TASK PROMPT – Identify every line in the listing below that contains the word "blurred", and copy each of those lines in full.

PROVIDED INFORMATION –

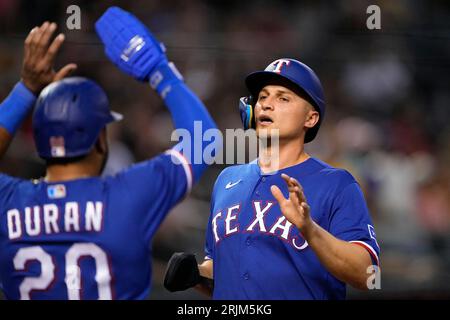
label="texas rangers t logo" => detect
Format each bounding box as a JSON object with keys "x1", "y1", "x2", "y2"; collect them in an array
[{"x1": 265, "y1": 59, "x2": 291, "y2": 73}]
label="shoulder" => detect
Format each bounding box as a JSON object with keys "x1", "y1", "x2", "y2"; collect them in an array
[
  {"x1": 0, "y1": 173, "x2": 37, "y2": 203},
  {"x1": 313, "y1": 158, "x2": 357, "y2": 188},
  {"x1": 0, "y1": 173, "x2": 32, "y2": 190}
]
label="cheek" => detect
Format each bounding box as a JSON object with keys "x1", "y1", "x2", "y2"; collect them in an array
[{"x1": 279, "y1": 106, "x2": 305, "y2": 131}]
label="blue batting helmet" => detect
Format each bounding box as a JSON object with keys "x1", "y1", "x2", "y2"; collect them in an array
[
  {"x1": 33, "y1": 77, "x2": 122, "y2": 159},
  {"x1": 240, "y1": 59, "x2": 325, "y2": 143}
]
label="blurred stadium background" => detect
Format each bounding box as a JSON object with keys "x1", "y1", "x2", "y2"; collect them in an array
[{"x1": 0, "y1": 0, "x2": 450, "y2": 299}]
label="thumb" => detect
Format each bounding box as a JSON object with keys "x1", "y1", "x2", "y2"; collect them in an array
[
  {"x1": 53, "y1": 63, "x2": 78, "y2": 81},
  {"x1": 270, "y1": 185, "x2": 286, "y2": 204}
]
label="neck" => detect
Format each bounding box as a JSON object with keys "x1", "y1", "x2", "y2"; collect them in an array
[{"x1": 258, "y1": 139, "x2": 310, "y2": 173}]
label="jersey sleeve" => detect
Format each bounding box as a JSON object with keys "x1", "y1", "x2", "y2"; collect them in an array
[
  {"x1": 205, "y1": 171, "x2": 224, "y2": 260},
  {"x1": 330, "y1": 182, "x2": 380, "y2": 266},
  {"x1": 114, "y1": 149, "x2": 193, "y2": 243}
]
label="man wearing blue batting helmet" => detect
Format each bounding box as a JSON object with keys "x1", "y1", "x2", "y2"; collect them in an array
[
  {"x1": 0, "y1": 7, "x2": 216, "y2": 300},
  {"x1": 165, "y1": 59, "x2": 380, "y2": 299}
]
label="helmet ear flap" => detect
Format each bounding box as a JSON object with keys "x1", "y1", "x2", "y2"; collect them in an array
[{"x1": 239, "y1": 96, "x2": 256, "y2": 130}]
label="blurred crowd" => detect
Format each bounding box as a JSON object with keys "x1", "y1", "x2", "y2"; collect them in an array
[{"x1": 0, "y1": 0, "x2": 450, "y2": 299}]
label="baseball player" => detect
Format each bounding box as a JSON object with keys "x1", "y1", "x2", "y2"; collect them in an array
[
  {"x1": 0, "y1": 7, "x2": 215, "y2": 300},
  {"x1": 165, "y1": 59, "x2": 380, "y2": 299}
]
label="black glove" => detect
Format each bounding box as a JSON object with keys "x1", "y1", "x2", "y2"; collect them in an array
[{"x1": 164, "y1": 252, "x2": 203, "y2": 292}]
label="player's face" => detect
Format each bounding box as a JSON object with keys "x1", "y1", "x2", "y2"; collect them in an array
[{"x1": 255, "y1": 85, "x2": 319, "y2": 140}]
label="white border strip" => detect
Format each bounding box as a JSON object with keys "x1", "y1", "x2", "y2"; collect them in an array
[
  {"x1": 165, "y1": 149, "x2": 193, "y2": 195},
  {"x1": 349, "y1": 240, "x2": 380, "y2": 266}
]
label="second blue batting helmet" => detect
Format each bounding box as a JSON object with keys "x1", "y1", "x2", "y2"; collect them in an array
[
  {"x1": 33, "y1": 77, "x2": 122, "y2": 159},
  {"x1": 240, "y1": 58, "x2": 325, "y2": 143}
]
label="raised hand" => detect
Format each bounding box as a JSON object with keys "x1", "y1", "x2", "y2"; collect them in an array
[
  {"x1": 21, "y1": 22, "x2": 77, "y2": 95},
  {"x1": 95, "y1": 7, "x2": 168, "y2": 81},
  {"x1": 270, "y1": 174, "x2": 313, "y2": 231}
]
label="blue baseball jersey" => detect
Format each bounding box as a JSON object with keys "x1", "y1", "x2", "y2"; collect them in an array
[
  {"x1": 205, "y1": 158, "x2": 380, "y2": 299},
  {"x1": 0, "y1": 150, "x2": 192, "y2": 299}
]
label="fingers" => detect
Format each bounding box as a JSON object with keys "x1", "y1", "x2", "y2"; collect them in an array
[
  {"x1": 270, "y1": 186, "x2": 287, "y2": 204},
  {"x1": 30, "y1": 21, "x2": 49, "y2": 61},
  {"x1": 53, "y1": 63, "x2": 78, "y2": 81}
]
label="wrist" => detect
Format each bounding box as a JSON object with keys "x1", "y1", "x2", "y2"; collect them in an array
[
  {"x1": 149, "y1": 61, "x2": 183, "y2": 99},
  {"x1": 19, "y1": 78, "x2": 41, "y2": 96},
  {"x1": 0, "y1": 82, "x2": 36, "y2": 135}
]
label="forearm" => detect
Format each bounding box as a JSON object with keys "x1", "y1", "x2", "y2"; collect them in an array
[
  {"x1": 0, "y1": 82, "x2": 36, "y2": 158},
  {"x1": 302, "y1": 222, "x2": 372, "y2": 290}
]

COMPLETED TASK –
label="blurred stadium background" => detect
label="blurred crowd" => detect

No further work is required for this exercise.